Text provided
============================================================
I'm trying to perform content-based image retrieval (CBIR) using k-means clustering. I use the PCA function princomp()
with a feature vector length of 190.
I have 500 test images in color taken from here. There's 5 categories in total. When I run my code I only get 3 clusters and the images look very different. What am I doing wrong?
Here is my code:
% construction of feature vector
set = [hsvHist autoCorrelogram Moments_Couleur meanAmplitude msEnergy OndelettesMoments];
% add name of image
dataset(k, :) = [set str2double(name)];
handlse.CaracVt = dataset.';
dlmwrite('f:/hellonewday', handlse.CaracVt);
% ACP function
[COEFF, SCORE, latent] = princomp(handlse.CaracVt());
laten = cumsum(latent)./sum(latent)
list = []; o = 1; c = 0;
for kn = 1:length(laten)
if (isempty(list))
list(o, :) = laten(kn);
o = o + 1;
else
for i = 1:length(list)
kki = abs(laten(kn) - list(i));
if (kki > 0.006)
c = c + 1;
end;
end;
if (c == length(list))
list(o, :) = laten(kn);
o = o + 1;
end;
end;
c = 0;
end;
handlse.NmbreCluster = length(list);
disp('The amount of clusters is: ');
disp(handlse.NmbreCluster);
handlse.CaracVt = handlse.CaracVt.';
mat = handlse.CaracVt;
mat(:, end) = [];
[kMeansClusters, c] = kmeans(mat, handlse.NmbreCluster);
dlmwrite('f:/clusters', kMeansClusters);
dlmwrite('f:/centres', c);
disp('kMeansClusters for each image: ');
disp(kMeansClusters);
c = c.';
ko = 1;
for i = 1:handlse.NmbreCluster
array = zeros(1, 191);
c(i, 191) = 0;
array(:, 1) = c(i);
for kp = 1:length(kMeansClusters)
if (i == kMeansClusters(kp))
ko = ko + 1;
array(ko, :) = handlse.CaracVt(kp, :);
end
end;
myArray{i} = array;
ko = 1;
end;
disp(myArray);
uisave('myArray', 'dataset');
============================================================
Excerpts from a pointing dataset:

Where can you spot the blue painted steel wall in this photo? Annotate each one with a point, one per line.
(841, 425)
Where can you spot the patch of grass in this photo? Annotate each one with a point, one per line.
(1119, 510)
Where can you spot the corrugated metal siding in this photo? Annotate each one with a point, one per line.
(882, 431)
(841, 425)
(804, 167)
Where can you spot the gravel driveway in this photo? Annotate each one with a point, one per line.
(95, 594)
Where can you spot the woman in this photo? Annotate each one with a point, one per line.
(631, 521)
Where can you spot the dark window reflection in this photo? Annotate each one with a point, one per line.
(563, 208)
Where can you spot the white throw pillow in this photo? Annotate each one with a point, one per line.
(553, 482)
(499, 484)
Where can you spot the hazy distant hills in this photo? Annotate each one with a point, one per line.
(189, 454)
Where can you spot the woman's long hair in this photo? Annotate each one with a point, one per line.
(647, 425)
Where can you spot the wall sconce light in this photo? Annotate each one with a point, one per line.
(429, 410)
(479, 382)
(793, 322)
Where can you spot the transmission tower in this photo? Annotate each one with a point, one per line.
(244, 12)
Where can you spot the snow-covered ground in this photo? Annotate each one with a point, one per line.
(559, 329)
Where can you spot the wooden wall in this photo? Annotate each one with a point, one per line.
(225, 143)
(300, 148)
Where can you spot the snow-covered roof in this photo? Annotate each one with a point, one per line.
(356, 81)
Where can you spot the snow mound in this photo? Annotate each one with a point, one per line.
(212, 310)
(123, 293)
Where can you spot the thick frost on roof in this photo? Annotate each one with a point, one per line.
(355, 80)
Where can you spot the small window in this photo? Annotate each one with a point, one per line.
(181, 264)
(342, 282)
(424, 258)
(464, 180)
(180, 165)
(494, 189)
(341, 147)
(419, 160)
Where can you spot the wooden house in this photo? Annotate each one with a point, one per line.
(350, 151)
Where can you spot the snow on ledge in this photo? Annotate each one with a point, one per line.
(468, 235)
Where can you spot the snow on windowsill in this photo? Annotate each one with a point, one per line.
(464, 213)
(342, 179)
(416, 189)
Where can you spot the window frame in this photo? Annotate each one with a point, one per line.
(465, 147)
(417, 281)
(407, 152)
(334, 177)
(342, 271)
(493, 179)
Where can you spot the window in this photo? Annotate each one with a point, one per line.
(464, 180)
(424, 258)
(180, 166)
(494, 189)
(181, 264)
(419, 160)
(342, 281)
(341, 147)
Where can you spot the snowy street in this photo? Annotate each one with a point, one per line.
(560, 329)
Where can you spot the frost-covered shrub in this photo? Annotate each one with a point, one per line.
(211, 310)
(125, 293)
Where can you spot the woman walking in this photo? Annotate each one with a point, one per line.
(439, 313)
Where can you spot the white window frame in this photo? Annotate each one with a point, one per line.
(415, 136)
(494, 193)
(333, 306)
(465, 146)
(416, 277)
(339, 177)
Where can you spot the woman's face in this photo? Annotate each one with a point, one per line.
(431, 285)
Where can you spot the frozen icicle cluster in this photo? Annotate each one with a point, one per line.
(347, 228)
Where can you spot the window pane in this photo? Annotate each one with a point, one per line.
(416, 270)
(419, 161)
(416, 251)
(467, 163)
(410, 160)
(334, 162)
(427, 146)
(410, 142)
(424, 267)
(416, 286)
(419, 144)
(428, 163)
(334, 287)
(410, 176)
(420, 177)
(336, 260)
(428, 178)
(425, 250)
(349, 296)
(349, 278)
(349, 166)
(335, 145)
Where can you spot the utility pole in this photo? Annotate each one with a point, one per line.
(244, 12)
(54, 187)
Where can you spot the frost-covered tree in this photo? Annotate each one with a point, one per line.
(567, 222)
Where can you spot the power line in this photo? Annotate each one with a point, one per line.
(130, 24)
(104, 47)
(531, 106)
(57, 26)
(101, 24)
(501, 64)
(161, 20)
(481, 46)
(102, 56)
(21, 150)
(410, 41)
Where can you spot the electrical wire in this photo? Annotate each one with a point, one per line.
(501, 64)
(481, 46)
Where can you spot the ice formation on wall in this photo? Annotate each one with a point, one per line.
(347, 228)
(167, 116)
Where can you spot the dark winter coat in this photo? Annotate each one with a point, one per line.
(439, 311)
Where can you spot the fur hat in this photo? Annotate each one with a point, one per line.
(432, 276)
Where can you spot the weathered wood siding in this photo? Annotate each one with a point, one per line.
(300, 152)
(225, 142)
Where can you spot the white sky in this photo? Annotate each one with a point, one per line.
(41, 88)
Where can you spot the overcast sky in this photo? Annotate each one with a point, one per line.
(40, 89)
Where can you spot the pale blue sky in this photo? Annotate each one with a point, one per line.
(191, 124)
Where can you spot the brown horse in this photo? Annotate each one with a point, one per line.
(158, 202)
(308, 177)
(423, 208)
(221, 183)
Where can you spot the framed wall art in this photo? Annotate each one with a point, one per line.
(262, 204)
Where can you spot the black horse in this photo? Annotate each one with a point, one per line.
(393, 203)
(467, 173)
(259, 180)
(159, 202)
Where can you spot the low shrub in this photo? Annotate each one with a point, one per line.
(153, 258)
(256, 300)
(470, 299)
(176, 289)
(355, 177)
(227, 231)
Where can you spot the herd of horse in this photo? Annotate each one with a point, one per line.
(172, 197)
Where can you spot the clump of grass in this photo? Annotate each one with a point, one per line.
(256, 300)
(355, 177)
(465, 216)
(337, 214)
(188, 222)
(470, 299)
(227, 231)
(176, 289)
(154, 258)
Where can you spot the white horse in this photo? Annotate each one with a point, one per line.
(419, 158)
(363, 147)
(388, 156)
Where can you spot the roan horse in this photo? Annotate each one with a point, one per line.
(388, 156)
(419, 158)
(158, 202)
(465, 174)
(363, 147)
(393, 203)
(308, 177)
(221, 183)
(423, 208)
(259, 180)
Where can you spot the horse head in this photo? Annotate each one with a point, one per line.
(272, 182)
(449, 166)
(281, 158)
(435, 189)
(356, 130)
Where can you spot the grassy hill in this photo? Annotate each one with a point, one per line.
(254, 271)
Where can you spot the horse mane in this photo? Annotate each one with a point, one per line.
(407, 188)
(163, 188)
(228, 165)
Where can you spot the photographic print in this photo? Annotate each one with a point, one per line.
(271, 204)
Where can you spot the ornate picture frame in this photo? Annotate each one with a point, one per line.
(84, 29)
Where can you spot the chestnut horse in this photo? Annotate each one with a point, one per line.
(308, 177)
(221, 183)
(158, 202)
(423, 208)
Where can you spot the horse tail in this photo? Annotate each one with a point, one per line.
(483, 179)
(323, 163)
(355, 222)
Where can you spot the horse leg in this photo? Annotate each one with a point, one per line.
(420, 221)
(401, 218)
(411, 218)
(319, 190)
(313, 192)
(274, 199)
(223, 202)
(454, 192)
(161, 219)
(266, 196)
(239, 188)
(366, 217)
============================================================
Written task A
In the k-means image retrieval post, how many categories do the test images fall into?
Written task B
Recast everything from the start of the records down to the line containing "(1119, 510)" as a JSON list of strings, one string per line, leaving out blank lines.

Written solution A
Five categories.

Written solution B
[
  "Where can you spot the blue painted steel wall in this photo? Annotate each one with a point, one per line.",
  "(841, 425)",
  "Where can you spot the patch of grass in this photo? Annotate each one with a point, one per line.",
  "(1119, 510)"
]